- Job item:
Please return, word for word, the lines of the rows below from the very first line through the line containing "box: [2, 228, 600, 299]", with both of those lines included. Leave the pictures out.

[Stored items]
[Start of section]

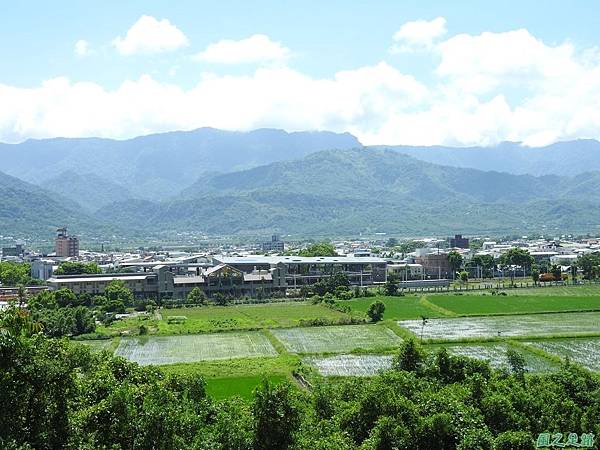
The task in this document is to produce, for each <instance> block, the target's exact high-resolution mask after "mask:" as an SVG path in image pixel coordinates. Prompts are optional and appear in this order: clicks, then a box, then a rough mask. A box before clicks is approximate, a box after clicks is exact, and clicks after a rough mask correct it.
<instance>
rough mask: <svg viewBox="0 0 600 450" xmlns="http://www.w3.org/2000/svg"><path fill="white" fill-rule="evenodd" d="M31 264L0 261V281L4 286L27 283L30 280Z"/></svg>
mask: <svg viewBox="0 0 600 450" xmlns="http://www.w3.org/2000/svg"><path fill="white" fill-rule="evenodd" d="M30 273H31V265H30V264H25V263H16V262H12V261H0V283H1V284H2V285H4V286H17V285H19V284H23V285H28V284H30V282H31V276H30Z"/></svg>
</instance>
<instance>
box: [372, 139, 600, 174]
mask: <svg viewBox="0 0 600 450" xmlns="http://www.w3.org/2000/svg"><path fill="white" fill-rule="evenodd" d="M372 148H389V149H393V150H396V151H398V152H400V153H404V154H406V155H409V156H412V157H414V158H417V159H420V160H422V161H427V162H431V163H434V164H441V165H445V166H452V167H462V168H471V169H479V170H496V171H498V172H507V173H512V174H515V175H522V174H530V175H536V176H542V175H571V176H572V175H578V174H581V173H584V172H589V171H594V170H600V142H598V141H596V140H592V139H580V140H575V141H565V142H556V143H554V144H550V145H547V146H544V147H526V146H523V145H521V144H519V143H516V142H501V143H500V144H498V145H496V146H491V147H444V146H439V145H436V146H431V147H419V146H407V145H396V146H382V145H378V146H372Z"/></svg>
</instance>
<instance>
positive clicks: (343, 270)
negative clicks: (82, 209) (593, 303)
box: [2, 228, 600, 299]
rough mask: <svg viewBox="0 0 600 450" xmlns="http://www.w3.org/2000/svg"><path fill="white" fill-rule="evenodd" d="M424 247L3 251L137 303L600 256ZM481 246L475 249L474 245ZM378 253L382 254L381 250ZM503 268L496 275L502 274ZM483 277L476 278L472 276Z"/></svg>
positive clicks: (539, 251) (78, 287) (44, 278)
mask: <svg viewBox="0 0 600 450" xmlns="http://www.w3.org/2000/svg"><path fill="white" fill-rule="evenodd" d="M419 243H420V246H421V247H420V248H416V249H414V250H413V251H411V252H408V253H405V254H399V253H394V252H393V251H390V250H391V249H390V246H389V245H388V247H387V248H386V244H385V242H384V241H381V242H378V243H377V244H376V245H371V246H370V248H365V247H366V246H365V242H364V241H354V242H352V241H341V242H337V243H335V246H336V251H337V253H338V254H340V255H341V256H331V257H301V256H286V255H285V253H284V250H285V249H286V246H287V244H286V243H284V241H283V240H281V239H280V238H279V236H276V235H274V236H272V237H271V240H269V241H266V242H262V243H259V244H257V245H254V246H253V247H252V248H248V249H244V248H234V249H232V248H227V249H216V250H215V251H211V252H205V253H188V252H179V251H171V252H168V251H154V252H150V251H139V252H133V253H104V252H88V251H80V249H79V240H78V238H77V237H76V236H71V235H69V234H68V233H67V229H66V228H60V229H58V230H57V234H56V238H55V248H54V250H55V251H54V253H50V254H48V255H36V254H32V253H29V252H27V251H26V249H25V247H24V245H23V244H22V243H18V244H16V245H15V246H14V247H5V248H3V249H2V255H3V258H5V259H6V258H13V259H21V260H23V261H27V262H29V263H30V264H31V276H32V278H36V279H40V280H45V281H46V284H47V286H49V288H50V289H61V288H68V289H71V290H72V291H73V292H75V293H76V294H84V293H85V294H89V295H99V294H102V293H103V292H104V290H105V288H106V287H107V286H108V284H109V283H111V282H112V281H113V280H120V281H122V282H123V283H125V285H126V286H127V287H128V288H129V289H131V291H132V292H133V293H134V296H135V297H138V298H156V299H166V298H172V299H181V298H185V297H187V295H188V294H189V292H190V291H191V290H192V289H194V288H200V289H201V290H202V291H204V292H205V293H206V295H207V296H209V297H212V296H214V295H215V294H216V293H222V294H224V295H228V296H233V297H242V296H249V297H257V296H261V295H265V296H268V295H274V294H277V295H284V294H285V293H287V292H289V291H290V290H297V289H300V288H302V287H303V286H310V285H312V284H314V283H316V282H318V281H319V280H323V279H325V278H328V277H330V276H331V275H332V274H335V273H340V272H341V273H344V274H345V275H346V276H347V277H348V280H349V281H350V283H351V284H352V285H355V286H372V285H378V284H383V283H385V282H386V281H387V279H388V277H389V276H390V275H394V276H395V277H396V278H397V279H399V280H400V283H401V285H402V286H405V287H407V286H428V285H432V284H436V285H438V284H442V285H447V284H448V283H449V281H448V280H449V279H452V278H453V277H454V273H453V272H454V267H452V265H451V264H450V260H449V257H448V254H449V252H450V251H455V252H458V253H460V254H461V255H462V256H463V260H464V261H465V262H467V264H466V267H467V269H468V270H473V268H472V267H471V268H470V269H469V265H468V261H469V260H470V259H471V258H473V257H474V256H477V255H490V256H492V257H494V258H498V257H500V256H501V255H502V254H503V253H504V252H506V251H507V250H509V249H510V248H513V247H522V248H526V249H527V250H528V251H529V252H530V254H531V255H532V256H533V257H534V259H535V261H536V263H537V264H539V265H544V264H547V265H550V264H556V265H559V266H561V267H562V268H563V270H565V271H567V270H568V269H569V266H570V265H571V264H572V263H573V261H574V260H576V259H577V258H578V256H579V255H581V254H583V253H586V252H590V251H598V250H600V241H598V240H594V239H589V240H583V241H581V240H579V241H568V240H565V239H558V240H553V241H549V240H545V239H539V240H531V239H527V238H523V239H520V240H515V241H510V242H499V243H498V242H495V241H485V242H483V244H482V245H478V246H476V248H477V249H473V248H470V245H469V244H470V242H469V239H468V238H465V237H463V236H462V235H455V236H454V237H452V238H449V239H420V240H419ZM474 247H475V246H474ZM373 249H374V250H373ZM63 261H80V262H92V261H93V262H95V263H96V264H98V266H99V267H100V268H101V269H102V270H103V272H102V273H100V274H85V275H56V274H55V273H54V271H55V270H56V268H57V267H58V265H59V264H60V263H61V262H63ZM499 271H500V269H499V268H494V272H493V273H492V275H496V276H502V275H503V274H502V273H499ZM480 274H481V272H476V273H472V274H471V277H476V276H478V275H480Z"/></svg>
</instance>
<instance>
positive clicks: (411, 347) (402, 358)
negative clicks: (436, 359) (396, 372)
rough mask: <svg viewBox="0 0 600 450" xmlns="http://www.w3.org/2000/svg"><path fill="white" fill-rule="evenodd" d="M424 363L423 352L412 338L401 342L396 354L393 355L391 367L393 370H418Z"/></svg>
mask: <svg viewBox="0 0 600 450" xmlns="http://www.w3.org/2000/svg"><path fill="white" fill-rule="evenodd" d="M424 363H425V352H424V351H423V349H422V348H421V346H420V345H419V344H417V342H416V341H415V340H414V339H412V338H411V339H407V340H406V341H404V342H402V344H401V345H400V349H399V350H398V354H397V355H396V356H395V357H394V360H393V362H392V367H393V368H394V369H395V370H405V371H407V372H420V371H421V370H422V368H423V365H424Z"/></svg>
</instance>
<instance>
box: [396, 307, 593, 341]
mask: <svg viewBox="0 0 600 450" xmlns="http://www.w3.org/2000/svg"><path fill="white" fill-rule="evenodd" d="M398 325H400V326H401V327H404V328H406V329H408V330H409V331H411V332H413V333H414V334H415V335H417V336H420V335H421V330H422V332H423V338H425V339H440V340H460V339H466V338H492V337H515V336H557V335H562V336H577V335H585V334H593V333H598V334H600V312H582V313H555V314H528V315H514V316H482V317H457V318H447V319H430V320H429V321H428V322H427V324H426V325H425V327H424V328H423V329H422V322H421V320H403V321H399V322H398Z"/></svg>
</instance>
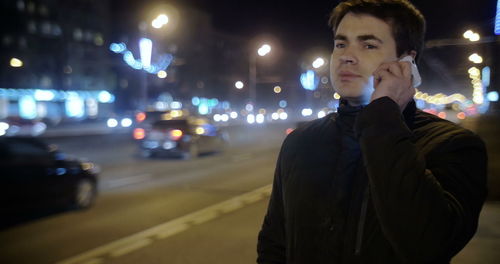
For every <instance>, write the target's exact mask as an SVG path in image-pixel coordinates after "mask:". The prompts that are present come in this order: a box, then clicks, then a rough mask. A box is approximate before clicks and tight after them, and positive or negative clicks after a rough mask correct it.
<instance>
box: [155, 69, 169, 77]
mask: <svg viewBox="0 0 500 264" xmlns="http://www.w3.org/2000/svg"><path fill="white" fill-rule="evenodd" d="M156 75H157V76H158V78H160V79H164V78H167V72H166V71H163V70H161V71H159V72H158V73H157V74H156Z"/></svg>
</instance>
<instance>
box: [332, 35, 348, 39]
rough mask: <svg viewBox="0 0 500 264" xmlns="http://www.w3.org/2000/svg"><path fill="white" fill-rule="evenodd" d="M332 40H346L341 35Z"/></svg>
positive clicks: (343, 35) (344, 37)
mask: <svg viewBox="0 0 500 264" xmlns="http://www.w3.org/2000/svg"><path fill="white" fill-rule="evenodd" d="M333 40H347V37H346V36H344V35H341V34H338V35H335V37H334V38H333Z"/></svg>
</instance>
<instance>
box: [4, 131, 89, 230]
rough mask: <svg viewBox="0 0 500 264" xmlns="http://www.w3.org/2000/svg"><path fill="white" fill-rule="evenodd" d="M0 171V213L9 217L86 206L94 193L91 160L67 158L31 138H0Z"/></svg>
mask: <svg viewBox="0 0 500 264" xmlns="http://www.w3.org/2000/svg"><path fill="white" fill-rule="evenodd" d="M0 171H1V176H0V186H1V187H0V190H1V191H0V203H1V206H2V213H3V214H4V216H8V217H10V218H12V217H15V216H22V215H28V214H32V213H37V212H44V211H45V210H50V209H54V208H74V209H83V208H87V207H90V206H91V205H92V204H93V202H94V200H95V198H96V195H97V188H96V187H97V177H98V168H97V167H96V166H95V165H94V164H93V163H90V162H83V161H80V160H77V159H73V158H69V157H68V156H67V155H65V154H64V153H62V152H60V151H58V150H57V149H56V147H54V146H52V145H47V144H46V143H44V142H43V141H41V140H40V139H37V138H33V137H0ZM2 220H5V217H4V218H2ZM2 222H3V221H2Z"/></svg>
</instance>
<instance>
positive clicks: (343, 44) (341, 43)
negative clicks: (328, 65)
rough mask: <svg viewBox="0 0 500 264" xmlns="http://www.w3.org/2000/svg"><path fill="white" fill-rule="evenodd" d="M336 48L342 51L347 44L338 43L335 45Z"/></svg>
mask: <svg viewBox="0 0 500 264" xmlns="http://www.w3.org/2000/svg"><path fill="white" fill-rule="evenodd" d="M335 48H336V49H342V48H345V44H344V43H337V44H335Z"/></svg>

[End of section]

- Result for this exercise:
The task in this document is to produce, for each <instance> block, the target's exact high-resolution mask after "mask:" as an SVG path in image pixel coordinates. Prompts are optional and appear in this order: clicks, then a box, then a rough mask. A box before clicks is approximate, a box after clicks is exact, and clicks after a rough mask correct it.
<instance>
rough mask: <svg viewBox="0 0 600 450" xmlns="http://www.w3.org/2000/svg"><path fill="white" fill-rule="evenodd" d="M31 264L0 261V281L4 286L27 283L30 280Z"/></svg>
mask: <svg viewBox="0 0 600 450" xmlns="http://www.w3.org/2000/svg"><path fill="white" fill-rule="evenodd" d="M30 273H31V265H30V264H25V263H16V262H12V261H0V283H1V284H2V285H4V286H17V285H19V284H23V285H28V284H30V282H31V276H30Z"/></svg>
</instance>
<instance>
box: [372, 139, 600, 174]
mask: <svg viewBox="0 0 600 450" xmlns="http://www.w3.org/2000/svg"><path fill="white" fill-rule="evenodd" d="M372 148H389V149H393V150H396V151H398V152H400V153H404V154H406V155H409V156H412V157H414V158H417V159H420V160H422V161H427V162H431V163H434V164H441V165H445V166H452V167H462V168H471V169H479V170H496V171H498V172H507V173H512V174H515V175H522V174H530V175H536V176H542V175H571V176H572V175H578V174H581V173H584V172H589V171H594V170H600V142H598V141H596V140H592V139H580V140H575V141H565V142H556V143H554V144H550V145H547V146H544V147H526V146H523V145H521V144H519V143H516V142H501V143H500V144H498V145H496V146H491V147H444V146H439V145H436V146H431V147H419V146H407V145H396V146H382V145H378V146H372Z"/></svg>
</instance>
<instance>
positive clicks: (343, 270)
negative clicks: (82, 209) (593, 303)
box: [2, 228, 600, 299]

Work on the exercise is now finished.